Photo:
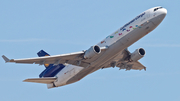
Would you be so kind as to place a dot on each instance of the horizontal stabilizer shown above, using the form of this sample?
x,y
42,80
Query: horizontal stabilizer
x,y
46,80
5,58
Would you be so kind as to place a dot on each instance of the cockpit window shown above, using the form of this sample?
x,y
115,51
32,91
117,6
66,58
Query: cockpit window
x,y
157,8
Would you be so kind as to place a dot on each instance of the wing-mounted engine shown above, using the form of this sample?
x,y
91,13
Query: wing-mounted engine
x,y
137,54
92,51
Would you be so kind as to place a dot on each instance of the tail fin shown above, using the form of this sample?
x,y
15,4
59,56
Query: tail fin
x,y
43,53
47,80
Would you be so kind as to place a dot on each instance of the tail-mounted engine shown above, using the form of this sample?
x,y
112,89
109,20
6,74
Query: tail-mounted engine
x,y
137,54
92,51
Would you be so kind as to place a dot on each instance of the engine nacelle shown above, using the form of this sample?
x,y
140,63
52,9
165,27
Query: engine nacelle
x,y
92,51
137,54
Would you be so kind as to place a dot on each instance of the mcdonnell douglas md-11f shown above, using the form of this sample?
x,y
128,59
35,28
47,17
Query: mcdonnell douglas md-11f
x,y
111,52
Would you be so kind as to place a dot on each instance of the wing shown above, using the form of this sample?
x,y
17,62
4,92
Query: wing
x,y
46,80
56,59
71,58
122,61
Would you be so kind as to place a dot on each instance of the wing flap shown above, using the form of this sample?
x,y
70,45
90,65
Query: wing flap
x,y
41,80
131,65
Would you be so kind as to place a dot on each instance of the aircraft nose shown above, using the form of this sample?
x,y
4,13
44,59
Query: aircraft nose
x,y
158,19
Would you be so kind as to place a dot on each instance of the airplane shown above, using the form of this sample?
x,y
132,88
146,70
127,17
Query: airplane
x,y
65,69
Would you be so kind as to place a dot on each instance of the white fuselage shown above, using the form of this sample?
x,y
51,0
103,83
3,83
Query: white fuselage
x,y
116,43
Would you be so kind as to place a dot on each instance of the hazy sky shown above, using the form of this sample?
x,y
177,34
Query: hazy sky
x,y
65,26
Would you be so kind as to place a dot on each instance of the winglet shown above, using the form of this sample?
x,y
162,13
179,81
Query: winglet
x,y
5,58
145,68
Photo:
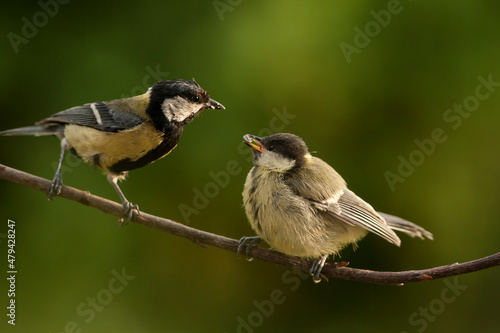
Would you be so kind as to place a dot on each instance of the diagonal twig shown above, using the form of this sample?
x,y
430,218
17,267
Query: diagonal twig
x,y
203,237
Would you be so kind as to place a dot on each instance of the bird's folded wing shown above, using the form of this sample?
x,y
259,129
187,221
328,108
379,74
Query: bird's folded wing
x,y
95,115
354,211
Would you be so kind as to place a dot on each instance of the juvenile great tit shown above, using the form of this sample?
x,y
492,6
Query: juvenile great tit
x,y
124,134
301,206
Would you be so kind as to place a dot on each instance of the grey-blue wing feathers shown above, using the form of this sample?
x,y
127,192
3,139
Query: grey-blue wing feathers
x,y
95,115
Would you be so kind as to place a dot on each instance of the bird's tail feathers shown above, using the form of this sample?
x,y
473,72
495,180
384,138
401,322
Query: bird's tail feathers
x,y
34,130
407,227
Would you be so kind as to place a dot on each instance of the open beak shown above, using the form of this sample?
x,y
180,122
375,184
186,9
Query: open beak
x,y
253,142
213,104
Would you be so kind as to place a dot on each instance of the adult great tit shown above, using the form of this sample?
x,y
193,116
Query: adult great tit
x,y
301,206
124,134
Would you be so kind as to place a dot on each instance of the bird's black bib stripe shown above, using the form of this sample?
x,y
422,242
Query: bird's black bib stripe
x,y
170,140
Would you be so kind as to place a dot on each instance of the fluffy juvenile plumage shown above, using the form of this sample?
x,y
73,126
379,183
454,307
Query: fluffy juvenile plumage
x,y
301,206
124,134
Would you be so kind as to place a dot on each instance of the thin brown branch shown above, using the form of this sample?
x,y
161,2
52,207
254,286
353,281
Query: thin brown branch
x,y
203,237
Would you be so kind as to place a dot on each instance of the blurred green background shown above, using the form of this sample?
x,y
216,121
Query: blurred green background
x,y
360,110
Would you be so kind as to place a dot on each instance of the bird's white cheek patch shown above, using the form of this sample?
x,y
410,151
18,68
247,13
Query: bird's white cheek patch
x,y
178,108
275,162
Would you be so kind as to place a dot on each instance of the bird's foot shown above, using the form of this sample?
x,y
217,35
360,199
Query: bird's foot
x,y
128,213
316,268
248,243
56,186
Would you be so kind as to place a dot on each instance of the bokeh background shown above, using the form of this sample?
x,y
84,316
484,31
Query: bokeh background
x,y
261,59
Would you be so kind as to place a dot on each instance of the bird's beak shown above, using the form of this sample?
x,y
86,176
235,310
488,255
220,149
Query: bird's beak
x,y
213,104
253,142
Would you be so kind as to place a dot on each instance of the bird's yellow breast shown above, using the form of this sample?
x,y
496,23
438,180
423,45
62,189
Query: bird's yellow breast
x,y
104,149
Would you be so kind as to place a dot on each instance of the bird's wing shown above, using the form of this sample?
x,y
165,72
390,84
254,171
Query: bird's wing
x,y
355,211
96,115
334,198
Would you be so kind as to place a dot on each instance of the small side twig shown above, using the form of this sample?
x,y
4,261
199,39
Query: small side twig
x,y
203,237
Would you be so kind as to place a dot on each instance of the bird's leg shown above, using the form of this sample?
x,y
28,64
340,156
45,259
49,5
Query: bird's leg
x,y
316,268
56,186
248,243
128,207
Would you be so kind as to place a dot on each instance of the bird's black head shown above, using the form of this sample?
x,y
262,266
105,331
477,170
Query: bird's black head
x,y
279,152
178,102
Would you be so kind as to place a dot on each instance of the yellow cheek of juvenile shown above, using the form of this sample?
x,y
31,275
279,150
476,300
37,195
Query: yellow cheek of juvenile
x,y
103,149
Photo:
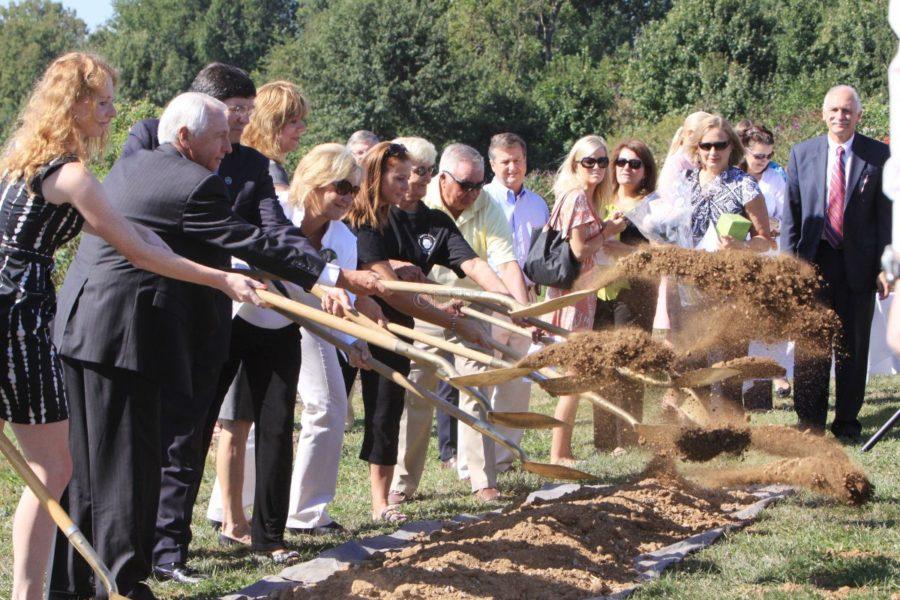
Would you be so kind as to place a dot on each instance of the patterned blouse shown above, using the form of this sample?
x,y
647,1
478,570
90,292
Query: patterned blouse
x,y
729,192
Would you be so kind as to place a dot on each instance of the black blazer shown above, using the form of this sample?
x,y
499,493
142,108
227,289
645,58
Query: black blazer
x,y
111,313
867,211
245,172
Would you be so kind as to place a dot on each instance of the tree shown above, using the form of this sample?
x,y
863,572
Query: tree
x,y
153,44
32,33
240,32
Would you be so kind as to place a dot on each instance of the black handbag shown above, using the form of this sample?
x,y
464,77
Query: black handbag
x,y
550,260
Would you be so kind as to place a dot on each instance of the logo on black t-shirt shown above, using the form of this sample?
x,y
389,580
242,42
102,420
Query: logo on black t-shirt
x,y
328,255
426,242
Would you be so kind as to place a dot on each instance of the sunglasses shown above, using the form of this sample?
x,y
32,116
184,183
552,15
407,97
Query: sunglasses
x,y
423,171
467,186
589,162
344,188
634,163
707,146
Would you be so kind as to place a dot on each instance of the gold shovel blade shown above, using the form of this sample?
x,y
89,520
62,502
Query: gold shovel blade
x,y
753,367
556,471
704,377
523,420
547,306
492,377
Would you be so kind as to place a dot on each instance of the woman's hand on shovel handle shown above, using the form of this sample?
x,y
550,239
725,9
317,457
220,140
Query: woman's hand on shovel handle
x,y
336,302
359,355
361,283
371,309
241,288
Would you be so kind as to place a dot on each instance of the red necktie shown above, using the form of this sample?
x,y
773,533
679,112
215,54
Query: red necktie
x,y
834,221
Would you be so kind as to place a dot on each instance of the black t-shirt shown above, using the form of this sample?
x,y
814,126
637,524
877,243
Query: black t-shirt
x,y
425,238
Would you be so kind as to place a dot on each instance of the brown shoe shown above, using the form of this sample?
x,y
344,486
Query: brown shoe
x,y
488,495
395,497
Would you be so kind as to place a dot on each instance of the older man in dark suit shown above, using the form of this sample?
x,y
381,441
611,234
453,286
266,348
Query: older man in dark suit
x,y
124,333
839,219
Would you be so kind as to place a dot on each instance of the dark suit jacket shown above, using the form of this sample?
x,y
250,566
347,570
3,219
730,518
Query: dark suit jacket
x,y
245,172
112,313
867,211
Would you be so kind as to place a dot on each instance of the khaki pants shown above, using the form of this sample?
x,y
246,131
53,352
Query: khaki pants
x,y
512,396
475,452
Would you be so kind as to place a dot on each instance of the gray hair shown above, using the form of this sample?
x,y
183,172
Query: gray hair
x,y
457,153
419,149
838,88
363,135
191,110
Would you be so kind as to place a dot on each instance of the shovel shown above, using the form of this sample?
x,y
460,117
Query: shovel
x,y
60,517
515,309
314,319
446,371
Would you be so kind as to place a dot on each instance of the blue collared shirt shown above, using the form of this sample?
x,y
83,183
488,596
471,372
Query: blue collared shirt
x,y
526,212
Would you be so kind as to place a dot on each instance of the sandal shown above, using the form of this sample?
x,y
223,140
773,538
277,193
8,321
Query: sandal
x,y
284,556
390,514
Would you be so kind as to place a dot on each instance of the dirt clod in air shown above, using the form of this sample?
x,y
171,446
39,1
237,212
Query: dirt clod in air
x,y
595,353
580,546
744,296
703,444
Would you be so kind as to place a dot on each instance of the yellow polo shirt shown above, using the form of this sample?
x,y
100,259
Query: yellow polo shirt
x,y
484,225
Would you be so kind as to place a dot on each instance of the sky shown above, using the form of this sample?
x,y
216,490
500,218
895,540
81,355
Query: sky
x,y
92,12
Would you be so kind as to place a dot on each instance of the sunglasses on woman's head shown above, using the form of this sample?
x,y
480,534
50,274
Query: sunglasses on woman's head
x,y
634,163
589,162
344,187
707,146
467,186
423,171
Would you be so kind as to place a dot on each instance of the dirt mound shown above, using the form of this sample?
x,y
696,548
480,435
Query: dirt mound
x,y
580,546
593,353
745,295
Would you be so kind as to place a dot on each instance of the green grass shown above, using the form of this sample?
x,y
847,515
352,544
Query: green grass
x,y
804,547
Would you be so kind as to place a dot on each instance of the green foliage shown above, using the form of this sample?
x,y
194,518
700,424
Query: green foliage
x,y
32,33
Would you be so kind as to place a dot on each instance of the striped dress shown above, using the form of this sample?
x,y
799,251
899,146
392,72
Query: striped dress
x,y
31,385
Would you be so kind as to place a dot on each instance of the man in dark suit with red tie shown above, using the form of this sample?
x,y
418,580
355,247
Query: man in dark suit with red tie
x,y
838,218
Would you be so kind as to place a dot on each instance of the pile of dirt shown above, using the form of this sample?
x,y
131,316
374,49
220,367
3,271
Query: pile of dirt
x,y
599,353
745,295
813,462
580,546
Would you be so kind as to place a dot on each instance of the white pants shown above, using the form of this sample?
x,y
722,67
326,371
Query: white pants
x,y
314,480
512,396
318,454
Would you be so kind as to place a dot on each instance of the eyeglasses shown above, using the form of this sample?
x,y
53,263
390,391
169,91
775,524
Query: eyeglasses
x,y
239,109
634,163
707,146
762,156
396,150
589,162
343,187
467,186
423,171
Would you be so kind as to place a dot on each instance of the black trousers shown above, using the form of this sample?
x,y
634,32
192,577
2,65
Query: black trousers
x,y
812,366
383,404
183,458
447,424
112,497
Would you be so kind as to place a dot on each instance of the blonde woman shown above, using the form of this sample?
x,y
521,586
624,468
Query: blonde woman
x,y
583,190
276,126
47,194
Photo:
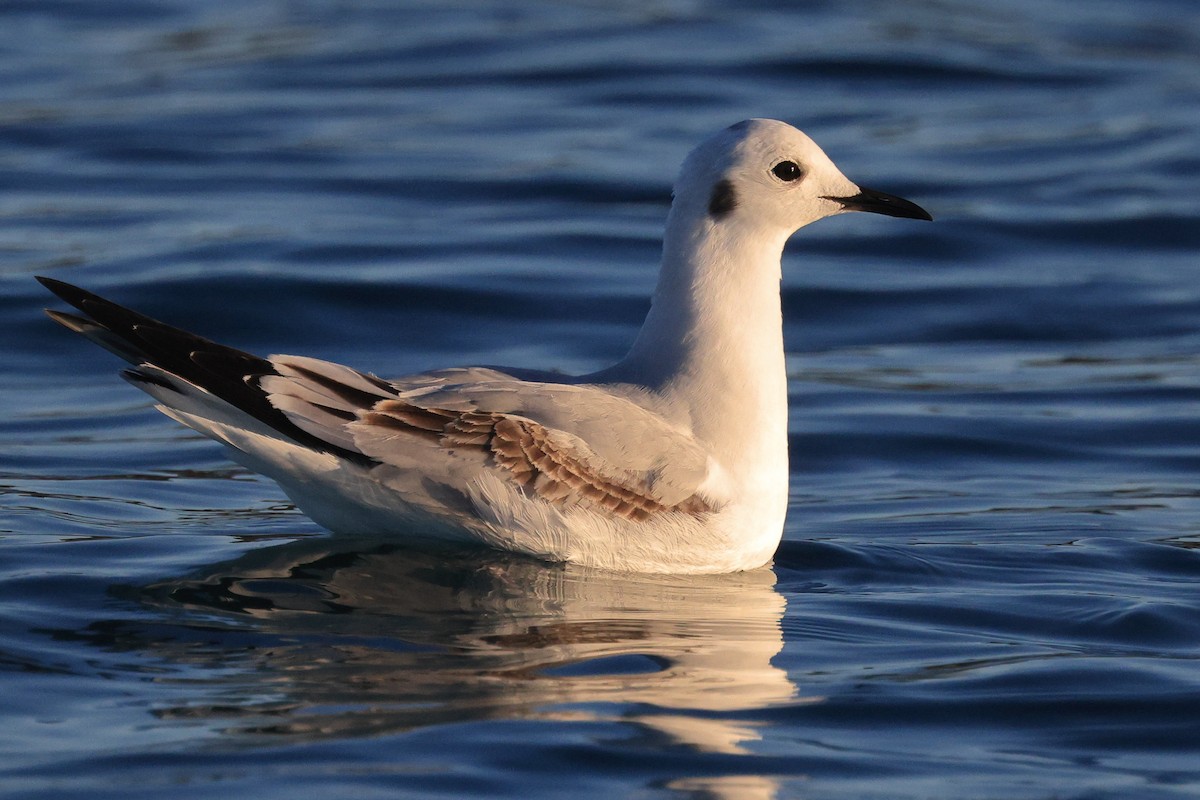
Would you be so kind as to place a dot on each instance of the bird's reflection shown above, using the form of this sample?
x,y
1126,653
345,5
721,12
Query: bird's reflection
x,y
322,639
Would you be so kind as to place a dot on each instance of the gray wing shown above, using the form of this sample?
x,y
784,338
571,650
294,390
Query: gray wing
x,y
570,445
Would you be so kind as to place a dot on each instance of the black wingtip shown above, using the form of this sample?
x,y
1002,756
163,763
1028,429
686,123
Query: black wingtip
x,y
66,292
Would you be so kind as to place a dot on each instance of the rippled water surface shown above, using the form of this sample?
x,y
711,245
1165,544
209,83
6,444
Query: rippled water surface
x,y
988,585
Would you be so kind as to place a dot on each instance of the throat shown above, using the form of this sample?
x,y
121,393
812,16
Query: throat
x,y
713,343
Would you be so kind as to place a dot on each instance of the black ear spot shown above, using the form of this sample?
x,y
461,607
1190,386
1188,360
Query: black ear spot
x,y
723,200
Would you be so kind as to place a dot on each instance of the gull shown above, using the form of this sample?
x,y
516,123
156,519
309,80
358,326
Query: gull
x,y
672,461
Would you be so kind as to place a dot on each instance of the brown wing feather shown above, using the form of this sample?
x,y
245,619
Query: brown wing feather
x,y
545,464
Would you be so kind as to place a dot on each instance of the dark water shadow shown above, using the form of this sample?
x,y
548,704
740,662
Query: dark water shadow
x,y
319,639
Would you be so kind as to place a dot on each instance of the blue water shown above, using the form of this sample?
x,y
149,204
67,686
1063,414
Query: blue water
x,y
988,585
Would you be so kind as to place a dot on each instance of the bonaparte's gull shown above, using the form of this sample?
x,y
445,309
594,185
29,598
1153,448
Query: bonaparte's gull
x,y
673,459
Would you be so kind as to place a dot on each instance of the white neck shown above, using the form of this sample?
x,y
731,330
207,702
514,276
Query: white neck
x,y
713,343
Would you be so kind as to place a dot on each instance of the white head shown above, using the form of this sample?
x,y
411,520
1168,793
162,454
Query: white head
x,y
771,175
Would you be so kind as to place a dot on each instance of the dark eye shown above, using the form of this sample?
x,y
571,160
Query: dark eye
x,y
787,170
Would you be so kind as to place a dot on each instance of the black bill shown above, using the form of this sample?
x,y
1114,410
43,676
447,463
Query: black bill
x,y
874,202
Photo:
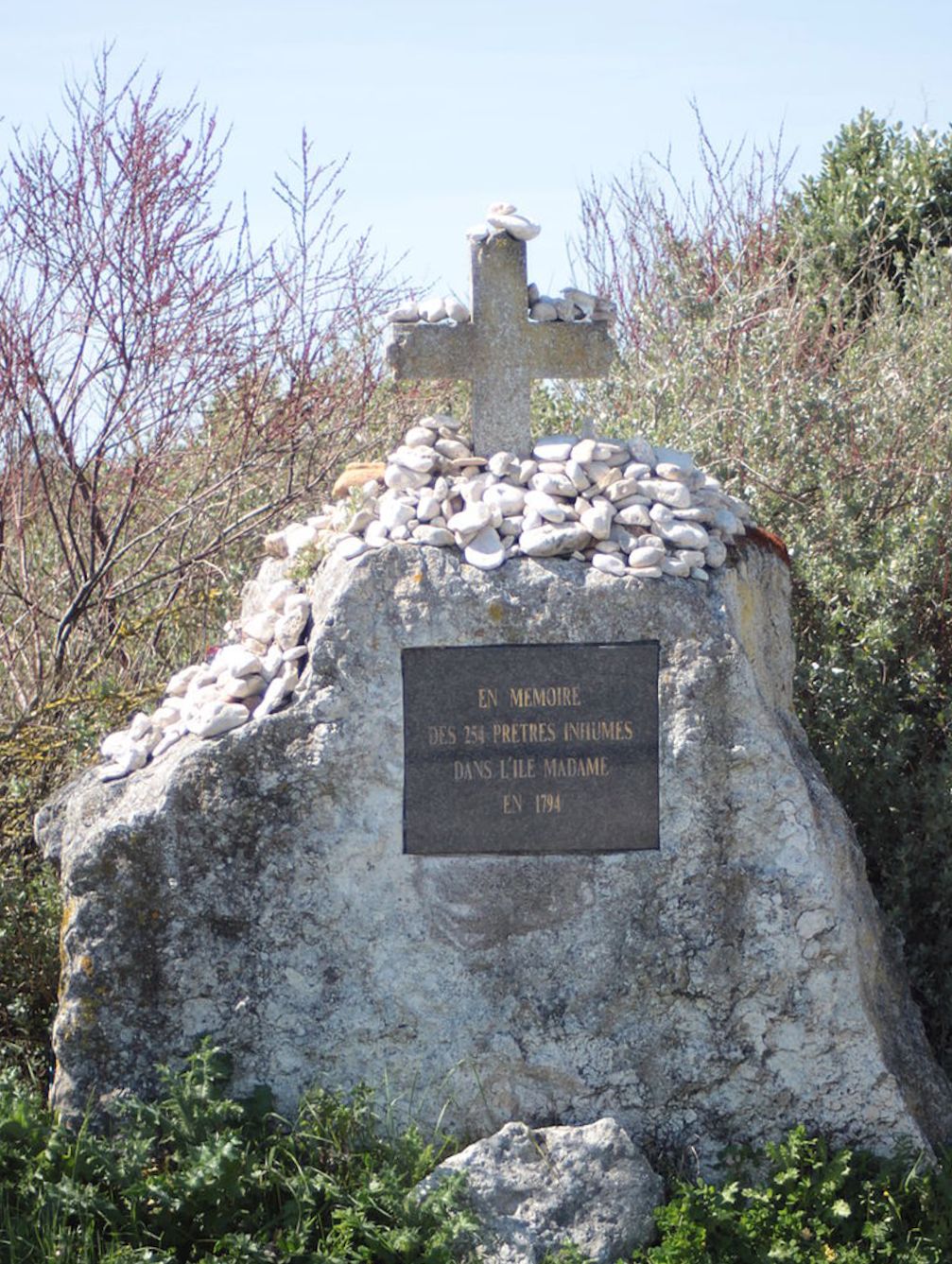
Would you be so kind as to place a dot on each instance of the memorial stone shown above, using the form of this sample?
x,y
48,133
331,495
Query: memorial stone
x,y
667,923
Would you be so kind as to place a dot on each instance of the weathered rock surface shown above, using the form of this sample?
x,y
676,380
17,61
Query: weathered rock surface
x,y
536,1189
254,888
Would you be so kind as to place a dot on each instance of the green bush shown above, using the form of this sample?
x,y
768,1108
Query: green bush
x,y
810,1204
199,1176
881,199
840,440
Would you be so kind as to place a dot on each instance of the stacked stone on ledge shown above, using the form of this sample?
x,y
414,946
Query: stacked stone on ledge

○ ○ ○ ○ ○ ○ ○

* [GIVEN REQUEST]
Reproduce the data starting with the line containing "the white head" and continuing through the end of the data, keeping the requests. Multiply every coordinate in the answers by 1.8 and round to whole numbers, with halves rounded up, but leave the sample coordinates in the requests unchanged and omit the pictures.

* [EXERCISE ANSWER]
Would you be so kind as to place a dot on each instance of the white head shown above, using the form of this sample?
x,y
411,520
1168,793
162,454
Query: white head
x,y
1388,315
Would you be so kind as to place a dot on each instance of the dark eye shown above, using the form of this sample?
x,y
571,160
Query: dark eye
x,y
1417,306
Would you be so kind as to place a dot on each instance of the black bill shown above, using the form of this sample?
x,y
1114,410
43,676
447,463
Query: black bill
x,y
1573,364
Photo:
Would you be so kind as to place a dot on each instance of the memorial stone shown above, using the form of this sample?
x,y
48,133
331,495
Query: memorial stone
x,y
1201,1661
Would you be so kind as to place a dot on each instance of the weathered rock surface shown above, using the form of this sample?
x,y
676,380
17,61
Query: weathered rock surface
x,y
965,2140
457,1598
Would you be so kind as to place a dot on each instance of the green bush shown above, using the form of this sample?
x,y
768,1108
Query: green bush
x,y
1458,2167
358,2117
1586,358
1512,792
Would you be so kind as to place a dot on each instance of the stacked stone on ledge shown above, using the form of this sample?
x,y
414,946
Query: stacked stone on ledge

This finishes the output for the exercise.